Stated exercise:
Rewrite only the lines from the one containing "Return the mask of every instance of the eyebrow." through the end of the items, requests included. Multiply every outline coordinate in the answers by 0.35 and round each to a whole number, with halves rounded up.

Raw data:
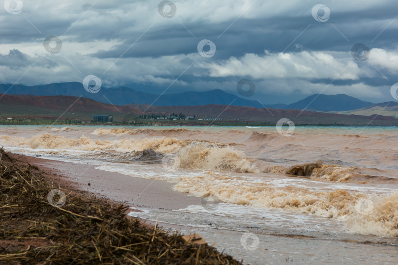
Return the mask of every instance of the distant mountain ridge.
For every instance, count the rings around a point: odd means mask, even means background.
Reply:
[[[154,114],[169,116],[171,113],[183,114],[199,118],[219,117],[225,120],[255,121],[275,124],[281,118],[288,118],[295,124],[349,126],[396,126],[398,120],[380,115],[359,116],[343,115],[299,109],[275,109],[255,107],[208,105],[196,106],[149,106],[147,104],[117,106],[98,102],[91,99],[71,96],[31,96],[0,94],[0,118],[11,117],[45,119],[82,119],[87,120],[92,115],[113,115],[119,120],[136,119],[142,115]],[[156,119],[151,122],[158,122]],[[196,120],[196,122],[199,122]],[[178,124],[178,123],[176,124]]]
[[[342,112],[371,107],[382,106],[388,103],[375,104],[361,101],[346,95],[327,95],[315,94],[289,105],[278,104],[264,105],[256,97],[243,98],[221,89],[206,91],[187,91],[179,93],[164,94],[159,97],[132,88],[120,87],[114,88],[102,88],[96,93],[87,92],[83,84],[78,82],[55,83],[46,85],[27,86],[22,85],[0,84],[0,93],[7,95],[32,95],[35,96],[72,96],[87,98],[96,101],[115,105],[135,104],[153,105],[157,106],[196,106],[208,105],[231,105],[251,106],[258,108],[271,107],[285,109],[305,109],[306,110],[330,112]],[[398,103],[392,103],[389,105]]]
[[[369,107],[374,103],[362,101],[343,94],[327,95],[315,94],[289,104],[285,107],[316,111],[345,111]]]
[[[132,88],[120,87],[115,88],[102,88],[96,93],[91,93],[85,90],[81,83],[70,82],[55,83],[47,85],[26,86],[0,84],[0,93],[8,95],[33,95],[34,96],[73,96],[93,99],[104,103],[116,105],[131,104],[151,104],[158,106],[196,106],[217,104],[223,105],[264,107],[259,102],[240,98],[225,92],[221,89],[207,91],[188,91],[176,94],[159,95],[137,91]],[[158,98],[159,98],[158,99]],[[285,104],[265,105],[267,107],[280,108]]]

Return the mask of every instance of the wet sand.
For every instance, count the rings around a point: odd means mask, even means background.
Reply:
[[[237,231],[232,227],[223,227],[224,217],[221,215],[215,225],[214,216],[171,211],[200,205],[201,201],[200,198],[173,191],[172,183],[103,171],[95,169],[92,165],[15,154],[12,156],[49,172],[50,180],[55,185],[67,187],[67,191],[89,192],[99,198],[127,204],[133,208],[132,212],[135,212],[131,213],[131,216],[144,218],[149,221],[149,224],[153,224],[159,217],[158,225],[165,229],[184,234],[198,233],[209,244],[214,244],[219,251],[224,250],[238,260],[243,259],[245,263],[398,263],[398,245],[391,238],[384,240],[371,236],[350,238],[346,235],[341,236],[327,231],[312,234],[303,233],[299,227],[292,230],[281,223],[276,228],[266,224],[251,223],[250,220],[243,221],[247,223],[245,231]],[[259,243],[255,251],[242,247],[241,237],[247,232],[258,236]]]
[[[149,208],[178,210],[200,204],[200,198],[172,190],[171,183],[99,170],[93,165],[15,154],[11,156],[50,173],[48,176],[55,184],[67,187],[66,191],[77,189],[114,202]]]

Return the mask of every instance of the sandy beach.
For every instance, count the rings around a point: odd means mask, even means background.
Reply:
[[[147,224],[154,225],[158,218],[158,225],[167,230],[198,233],[209,245],[238,260],[243,259],[244,263],[341,264],[349,260],[352,264],[394,264],[398,260],[398,246],[394,238],[358,237],[333,230],[309,232],[301,230],[299,225],[289,227],[266,221],[261,225],[246,219],[245,229],[236,229],[227,220],[223,220],[227,216],[223,217],[220,212],[215,218],[211,216],[211,209],[209,211],[201,205],[200,198],[173,191],[170,183],[106,172],[90,165],[17,154],[11,156],[38,166],[48,173],[49,180],[67,191],[127,204],[132,208],[130,215],[142,218]],[[199,210],[194,213],[172,211],[195,205]],[[260,243],[255,251],[245,249],[241,244],[242,235],[248,231],[258,237]],[[370,256],[370,253],[373,254]]]

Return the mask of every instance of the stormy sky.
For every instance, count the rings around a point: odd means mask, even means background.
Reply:
[[[239,95],[246,79],[264,104],[318,93],[395,100],[396,0],[3,1],[2,83],[92,75],[107,87]]]

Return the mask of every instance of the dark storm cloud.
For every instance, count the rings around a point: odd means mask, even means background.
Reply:
[[[398,45],[395,0],[329,3],[331,15],[325,23],[313,18],[314,3],[298,0],[176,1],[176,15],[171,19],[159,14],[159,2],[41,0],[24,1],[18,15],[2,10],[0,64],[13,72],[3,73],[2,78],[18,80],[23,74],[18,70],[43,56],[24,76],[27,84],[36,84],[37,76],[43,83],[81,81],[95,74],[108,86],[132,84],[139,89],[137,84],[142,84],[145,90],[152,87],[153,93],[160,93],[184,72],[168,93],[215,88],[236,92],[236,82],[251,75],[262,87],[260,96],[275,99],[283,92],[284,97],[277,101],[283,102],[292,95],[320,92],[347,64],[349,73],[343,72],[332,85],[342,91],[355,87],[353,95],[360,95],[363,85],[369,96],[382,97],[370,88],[384,91],[396,81],[398,69],[391,63]],[[59,54],[49,54],[43,48],[49,35],[62,41]],[[211,58],[198,54],[197,46],[203,39],[217,47]],[[357,43],[391,54],[356,61],[350,50]],[[282,52],[286,56],[279,53]],[[264,76],[252,74],[268,67]],[[323,67],[328,70],[319,70]]]

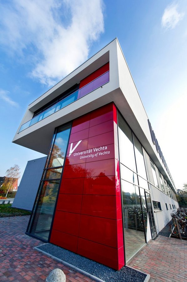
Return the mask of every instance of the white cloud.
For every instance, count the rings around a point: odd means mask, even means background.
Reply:
[[[180,21],[183,18],[185,13],[177,11],[178,5],[172,4],[164,10],[162,18],[162,26],[166,29],[174,28]]]
[[[86,60],[104,31],[102,0],[14,0],[0,9],[0,43],[20,55],[34,49],[31,75],[49,85]]]
[[[61,146],[64,144],[64,141],[61,137],[58,137],[57,138],[56,138],[55,139],[55,143],[57,145],[59,145],[60,146]]]
[[[9,93],[9,92],[8,91],[0,89],[0,99],[5,101],[12,106],[17,107],[18,104],[10,98],[8,96]]]
[[[177,188],[187,182],[187,89],[176,97],[157,120],[156,132]]]

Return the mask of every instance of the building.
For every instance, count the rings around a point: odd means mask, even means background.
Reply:
[[[43,157],[28,161],[12,205],[13,208],[32,210],[46,159],[46,157]]]
[[[48,155],[26,232],[42,241],[119,269],[178,207],[117,39],[29,105],[13,141]]]

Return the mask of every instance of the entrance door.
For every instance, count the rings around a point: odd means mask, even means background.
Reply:
[[[146,198],[147,207],[147,211],[149,222],[150,223],[150,227],[151,227],[151,232],[152,239],[153,239],[156,236],[156,231],[155,228],[155,223],[154,219],[153,212],[151,204],[151,199],[150,193],[148,192],[145,192]]]

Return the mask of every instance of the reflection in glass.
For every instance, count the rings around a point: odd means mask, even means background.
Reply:
[[[121,163],[120,168],[121,178],[136,185],[138,185],[138,177],[136,173],[127,168]]]
[[[147,210],[149,215],[149,219],[150,223],[151,232],[152,238],[153,239],[156,236],[156,232],[155,228],[155,223],[153,215],[153,212],[151,204],[151,199],[149,193],[146,192],[146,201],[147,205]]]
[[[140,188],[140,197],[141,198],[141,207],[142,207],[142,210],[143,211],[143,220],[146,230],[146,237],[148,215],[147,209],[147,207],[146,206],[145,192],[144,189],[142,189],[142,188]]]
[[[133,138],[138,174],[143,177],[143,178],[146,179],[147,175],[141,145],[134,134],[133,134]]]
[[[138,186],[122,180],[126,262],[146,243]]]
[[[62,126],[54,134],[43,173],[43,179],[27,229],[29,233],[46,241],[50,228],[70,127],[70,124]],[[58,167],[48,168],[52,166]],[[44,179],[44,177],[45,180]]]
[[[160,171],[158,171],[158,174],[159,174],[159,177],[160,179],[160,181],[161,182],[161,188],[162,191],[163,192],[165,192],[165,190],[164,190],[164,184],[163,184],[163,182],[162,181],[162,177],[161,176],[161,174],[160,172]]]
[[[44,181],[35,214],[31,234],[47,240],[60,180]]]
[[[58,130],[49,161],[49,167],[62,167],[63,165],[64,155],[70,131],[69,126],[65,130],[64,130],[64,127],[61,127]]]
[[[119,114],[118,125],[120,162],[136,172],[132,131]]]
[[[147,181],[143,179],[140,176],[138,176],[138,181],[139,182],[139,185],[141,187],[144,188],[144,189],[146,189],[146,190],[149,190],[149,186]]]
[[[88,94],[109,81],[109,71],[108,71],[94,80],[83,86],[82,88],[64,98],[53,106],[50,107],[49,109],[46,109],[40,114],[35,117],[31,120],[29,120],[27,122],[22,125],[20,127],[19,132],[62,109],[66,106],[70,105],[74,101],[77,100],[78,99]]]
[[[45,177],[45,179],[58,179],[61,177],[62,168],[51,168],[48,169]]]

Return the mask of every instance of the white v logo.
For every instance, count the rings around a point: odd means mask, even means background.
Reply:
[[[75,150],[77,146],[79,145],[80,142],[81,142],[82,140],[80,140],[80,141],[79,141],[76,145],[75,145],[75,146],[73,148],[72,148],[73,147],[73,143],[71,143],[71,145],[70,146],[70,153],[69,154],[69,156],[70,156],[71,155],[72,153]]]

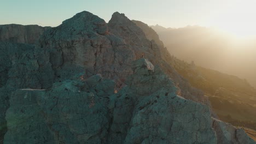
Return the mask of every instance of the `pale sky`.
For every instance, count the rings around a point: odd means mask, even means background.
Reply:
[[[108,22],[119,11],[149,25],[199,25],[256,34],[256,0],[0,0],[0,25],[57,26],[84,10]]]

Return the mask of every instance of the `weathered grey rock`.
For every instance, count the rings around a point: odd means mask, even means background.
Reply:
[[[107,24],[83,11],[34,45],[0,48],[6,143],[217,141],[208,107],[190,100],[207,104],[202,93],[170,66],[165,48],[123,14]],[[133,62],[142,52],[152,63]]]
[[[159,39],[159,37],[154,29],[148,25],[139,21],[132,20],[138,27],[143,31],[147,38],[149,40],[154,40],[159,47],[164,47],[164,43]]]
[[[75,78],[50,89],[14,92],[4,143],[104,143],[110,123],[107,97],[114,82],[100,75]]]
[[[256,143],[241,128],[236,128],[229,123],[213,118],[212,127],[216,132],[218,143]]]
[[[86,77],[101,74],[121,83],[132,73],[127,64],[134,59],[132,51],[109,33],[103,19],[87,11],[45,32],[38,46],[49,49],[56,81],[85,71]]]
[[[49,56],[33,45],[0,42],[0,140],[6,132],[5,111],[17,88],[47,88],[54,73]],[[48,59],[48,60],[47,60]],[[1,141],[1,140],[0,140]]]
[[[34,44],[49,27],[10,24],[0,25],[0,41]]]
[[[131,46],[137,58],[141,57],[141,53],[144,52],[146,58],[159,65],[180,88],[181,95],[188,99],[209,104],[208,100],[203,97],[203,92],[192,87],[172,67],[173,59],[166,47],[159,44],[161,41],[155,32],[142,22],[137,25],[135,23],[124,14],[117,12],[113,14],[108,23],[109,32],[123,38],[126,43]],[[152,37],[150,32],[152,32],[154,37]]]
[[[117,94],[109,143],[216,143],[208,106],[177,95],[159,67],[134,64]]]

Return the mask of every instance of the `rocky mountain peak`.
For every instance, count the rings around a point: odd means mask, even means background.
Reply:
[[[0,143],[218,140],[202,93],[124,14],[83,11],[34,45],[1,43]]]

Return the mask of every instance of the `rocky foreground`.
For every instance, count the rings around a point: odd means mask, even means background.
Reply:
[[[0,26],[2,143],[256,143],[213,118],[162,43],[124,14],[106,23],[83,11],[36,40],[11,29]]]

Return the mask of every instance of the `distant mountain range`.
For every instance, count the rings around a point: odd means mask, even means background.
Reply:
[[[256,87],[256,38],[238,39],[210,28],[150,26],[171,55],[190,63],[246,79]]]

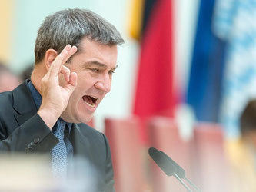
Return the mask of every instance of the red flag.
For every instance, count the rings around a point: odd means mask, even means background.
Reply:
[[[147,1],[145,1],[147,2]],[[173,30],[171,0],[156,1],[141,36],[134,114],[145,120],[173,116]],[[146,140],[145,126],[142,139]]]

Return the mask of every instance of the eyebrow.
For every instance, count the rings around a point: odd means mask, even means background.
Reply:
[[[103,63],[101,63],[98,61],[88,61],[88,62],[85,62],[83,66],[84,68],[86,68],[88,65],[97,65],[98,67],[100,67],[100,68],[107,68],[108,66]],[[115,68],[113,68],[111,70],[115,70],[118,67],[118,65],[117,65]]]

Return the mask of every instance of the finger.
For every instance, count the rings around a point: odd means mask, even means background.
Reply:
[[[61,71],[61,74],[63,74],[65,76],[65,80],[67,82],[69,82],[69,75],[70,75],[70,70],[66,66],[62,65]]]
[[[68,55],[64,59],[63,62],[65,63],[77,51],[78,51],[77,47],[72,46],[69,50]]]
[[[64,87],[65,89],[68,90],[71,94],[74,91],[76,85],[77,85],[77,74],[75,72],[72,72],[69,76],[69,82]]]
[[[51,76],[58,76],[61,71],[62,66],[64,64],[63,61],[68,55],[68,51],[71,50],[71,45],[67,45],[62,52],[56,57],[55,61],[50,66],[49,73]]]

Written solution:
Return the mask of every instance of the eyebrow.
For every instance, count the rings around a point: odd means mask, even means background.
Reply:
[[[36,22],[35,22],[34,21],[31,21],[31,22],[30,22],[29,23],[29,24],[30,24],[31,23],[34,23],[34,23],[35,23],[35,24],[37,24],[38,23]],[[40,24],[40,24],[39,25],[40,25],[41,23],[41,23],[41,23]]]

Return the mask of every instance of the finger.
For every instance, count the rings around a point: odd means mask, even means background.
Reply:
[[[21,25],[21,26],[22,26],[23,27],[23,28],[23,29],[24,29],[24,26],[25,26],[25,25],[23,23],[22,23]]]
[[[24,19],[22,21],[22,22],[23,22],[27,18],[27,18],[27,16],[25,16],[24,18]]]
[[[22,30],[23,31],[24,32],[25,33],[26,32],[27,30],[27,30],[27,26],[26,25],[25,25],[24,27],[24,29]]]
[[[18,27],[20,27],[21,25],[22,23],[22,22],[22,21],[24,19],[24,18],[25,18],[25,16],[23,16],[22,18],[20,20],[19,21],[18,23],[17,26]]]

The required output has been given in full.